* [Instructions for the task]:
State how many lines in the records below contain the string "leaf", treating uppercase and lowercase as different. Reply with the number alone.
[Start of Data shown]
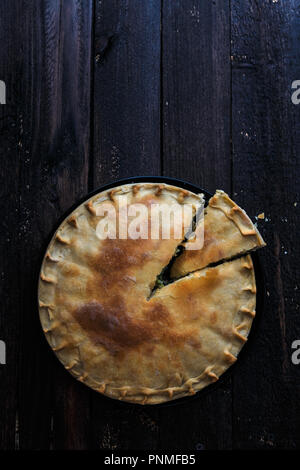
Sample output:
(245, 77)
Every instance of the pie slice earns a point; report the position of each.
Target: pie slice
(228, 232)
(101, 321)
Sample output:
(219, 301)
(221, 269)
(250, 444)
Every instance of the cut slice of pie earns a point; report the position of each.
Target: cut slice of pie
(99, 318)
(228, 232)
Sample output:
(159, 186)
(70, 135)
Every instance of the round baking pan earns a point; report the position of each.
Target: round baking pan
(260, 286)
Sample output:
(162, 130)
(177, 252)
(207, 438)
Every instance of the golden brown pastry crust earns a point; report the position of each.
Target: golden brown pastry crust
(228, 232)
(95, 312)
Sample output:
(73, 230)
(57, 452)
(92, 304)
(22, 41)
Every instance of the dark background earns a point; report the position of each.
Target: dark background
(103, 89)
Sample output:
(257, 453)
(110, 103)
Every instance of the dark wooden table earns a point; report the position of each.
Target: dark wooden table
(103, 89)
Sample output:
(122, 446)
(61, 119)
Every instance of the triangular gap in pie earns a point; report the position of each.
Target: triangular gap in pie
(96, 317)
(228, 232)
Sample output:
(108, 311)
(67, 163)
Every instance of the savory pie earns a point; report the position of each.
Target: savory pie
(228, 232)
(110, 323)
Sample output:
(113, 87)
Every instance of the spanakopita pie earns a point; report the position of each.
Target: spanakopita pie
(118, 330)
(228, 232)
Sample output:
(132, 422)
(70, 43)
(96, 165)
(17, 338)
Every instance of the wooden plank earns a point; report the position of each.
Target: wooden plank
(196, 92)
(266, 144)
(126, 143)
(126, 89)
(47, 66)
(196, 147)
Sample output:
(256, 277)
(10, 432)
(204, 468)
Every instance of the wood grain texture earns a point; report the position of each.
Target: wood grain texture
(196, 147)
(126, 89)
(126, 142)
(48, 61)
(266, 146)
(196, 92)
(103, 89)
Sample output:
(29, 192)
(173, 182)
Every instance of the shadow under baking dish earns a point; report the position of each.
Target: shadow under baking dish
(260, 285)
[End of Data shown]
[Start of Data shown]
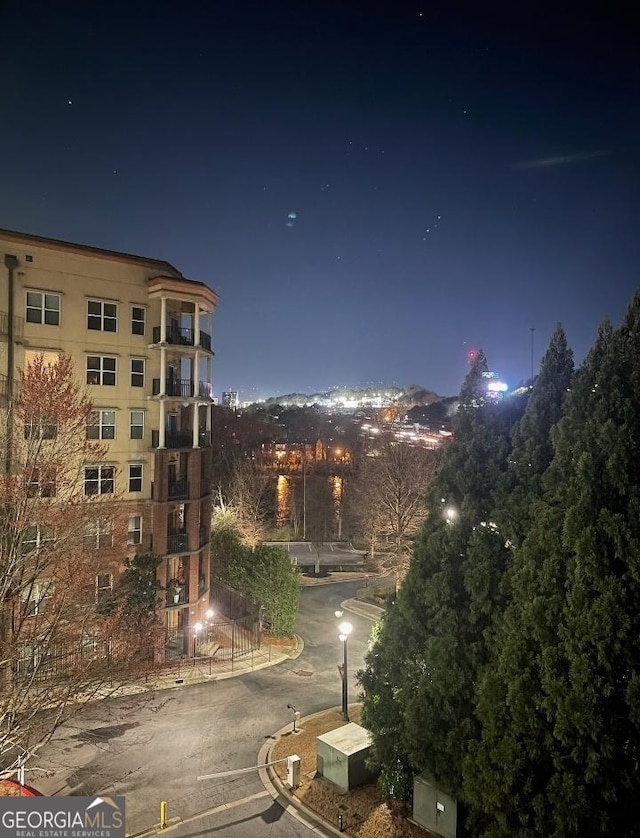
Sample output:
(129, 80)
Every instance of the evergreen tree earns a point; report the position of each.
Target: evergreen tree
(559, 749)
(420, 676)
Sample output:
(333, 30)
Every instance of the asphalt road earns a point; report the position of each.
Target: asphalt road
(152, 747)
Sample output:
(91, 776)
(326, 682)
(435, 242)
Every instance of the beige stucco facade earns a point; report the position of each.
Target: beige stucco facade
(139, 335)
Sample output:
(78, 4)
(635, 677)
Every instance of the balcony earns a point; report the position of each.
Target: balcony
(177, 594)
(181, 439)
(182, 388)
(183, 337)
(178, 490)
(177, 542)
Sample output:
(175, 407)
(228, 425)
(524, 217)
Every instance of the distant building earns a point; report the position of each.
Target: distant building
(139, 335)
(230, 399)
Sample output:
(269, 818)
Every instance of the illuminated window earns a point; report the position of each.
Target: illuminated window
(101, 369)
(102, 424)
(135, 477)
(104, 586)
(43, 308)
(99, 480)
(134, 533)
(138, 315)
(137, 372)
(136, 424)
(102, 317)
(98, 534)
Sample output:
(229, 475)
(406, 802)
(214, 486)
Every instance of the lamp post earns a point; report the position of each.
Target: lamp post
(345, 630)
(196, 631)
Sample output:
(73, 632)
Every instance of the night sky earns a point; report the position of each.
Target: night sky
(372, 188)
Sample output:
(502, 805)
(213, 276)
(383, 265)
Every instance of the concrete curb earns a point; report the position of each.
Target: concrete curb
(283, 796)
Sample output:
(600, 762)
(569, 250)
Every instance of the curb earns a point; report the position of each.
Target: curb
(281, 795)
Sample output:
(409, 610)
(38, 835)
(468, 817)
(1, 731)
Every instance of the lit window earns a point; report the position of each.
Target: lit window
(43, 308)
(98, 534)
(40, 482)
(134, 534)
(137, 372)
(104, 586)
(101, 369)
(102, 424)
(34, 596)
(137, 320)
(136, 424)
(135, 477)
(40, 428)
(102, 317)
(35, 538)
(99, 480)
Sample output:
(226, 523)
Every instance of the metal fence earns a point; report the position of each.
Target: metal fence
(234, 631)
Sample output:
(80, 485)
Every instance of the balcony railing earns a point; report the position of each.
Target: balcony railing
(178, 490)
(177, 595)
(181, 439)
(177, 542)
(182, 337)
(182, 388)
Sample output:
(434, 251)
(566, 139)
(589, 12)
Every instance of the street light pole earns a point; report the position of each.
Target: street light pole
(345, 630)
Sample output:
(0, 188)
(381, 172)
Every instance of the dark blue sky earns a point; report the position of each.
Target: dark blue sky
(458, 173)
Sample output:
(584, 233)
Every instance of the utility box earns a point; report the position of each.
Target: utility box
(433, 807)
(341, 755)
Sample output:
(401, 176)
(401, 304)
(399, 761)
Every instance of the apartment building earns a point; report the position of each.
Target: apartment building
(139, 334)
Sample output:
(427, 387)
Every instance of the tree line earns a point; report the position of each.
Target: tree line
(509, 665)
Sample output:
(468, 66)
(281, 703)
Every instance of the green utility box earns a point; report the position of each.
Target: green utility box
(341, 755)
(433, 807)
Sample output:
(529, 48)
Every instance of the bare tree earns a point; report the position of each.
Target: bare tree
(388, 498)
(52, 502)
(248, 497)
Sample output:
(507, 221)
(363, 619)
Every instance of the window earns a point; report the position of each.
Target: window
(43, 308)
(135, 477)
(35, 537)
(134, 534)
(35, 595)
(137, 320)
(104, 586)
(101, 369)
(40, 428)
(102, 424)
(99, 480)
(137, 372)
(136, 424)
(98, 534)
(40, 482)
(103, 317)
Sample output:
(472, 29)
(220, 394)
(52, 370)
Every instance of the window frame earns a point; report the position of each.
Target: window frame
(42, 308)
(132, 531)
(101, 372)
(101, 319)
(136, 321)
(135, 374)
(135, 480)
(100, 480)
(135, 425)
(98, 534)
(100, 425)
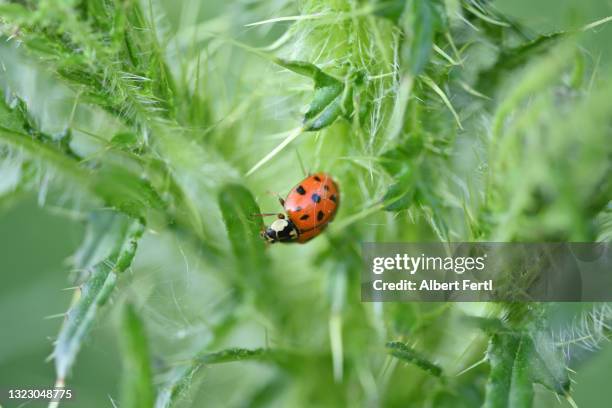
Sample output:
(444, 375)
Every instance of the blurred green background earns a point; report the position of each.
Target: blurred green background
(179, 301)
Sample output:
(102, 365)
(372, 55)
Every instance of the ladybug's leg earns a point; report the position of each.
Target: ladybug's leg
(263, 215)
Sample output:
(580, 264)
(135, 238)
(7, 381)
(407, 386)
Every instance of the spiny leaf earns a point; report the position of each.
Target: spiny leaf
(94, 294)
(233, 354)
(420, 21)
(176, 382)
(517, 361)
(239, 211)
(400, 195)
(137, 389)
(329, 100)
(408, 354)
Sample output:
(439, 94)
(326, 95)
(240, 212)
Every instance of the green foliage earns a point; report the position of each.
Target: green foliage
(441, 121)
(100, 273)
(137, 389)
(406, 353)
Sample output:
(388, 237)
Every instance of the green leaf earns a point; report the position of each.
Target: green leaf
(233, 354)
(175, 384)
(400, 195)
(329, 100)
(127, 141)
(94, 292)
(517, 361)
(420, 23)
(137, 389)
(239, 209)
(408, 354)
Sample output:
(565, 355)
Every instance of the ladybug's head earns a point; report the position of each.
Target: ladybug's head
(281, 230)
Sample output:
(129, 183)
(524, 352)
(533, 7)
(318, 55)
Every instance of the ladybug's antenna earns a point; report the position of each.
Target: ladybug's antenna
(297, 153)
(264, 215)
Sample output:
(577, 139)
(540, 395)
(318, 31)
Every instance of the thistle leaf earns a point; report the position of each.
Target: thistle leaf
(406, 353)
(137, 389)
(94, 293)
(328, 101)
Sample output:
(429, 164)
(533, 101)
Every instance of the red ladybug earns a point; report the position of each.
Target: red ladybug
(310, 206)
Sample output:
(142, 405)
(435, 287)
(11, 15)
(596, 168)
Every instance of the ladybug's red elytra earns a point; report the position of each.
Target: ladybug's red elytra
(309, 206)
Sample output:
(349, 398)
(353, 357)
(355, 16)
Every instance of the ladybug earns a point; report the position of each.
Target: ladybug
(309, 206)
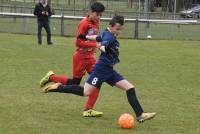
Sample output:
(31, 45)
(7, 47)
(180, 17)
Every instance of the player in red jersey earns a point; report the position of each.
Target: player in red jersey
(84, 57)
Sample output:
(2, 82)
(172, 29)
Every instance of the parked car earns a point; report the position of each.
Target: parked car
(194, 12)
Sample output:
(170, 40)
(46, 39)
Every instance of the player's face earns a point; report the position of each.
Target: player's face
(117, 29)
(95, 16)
[End of Data shown]
* [Solution below]:
6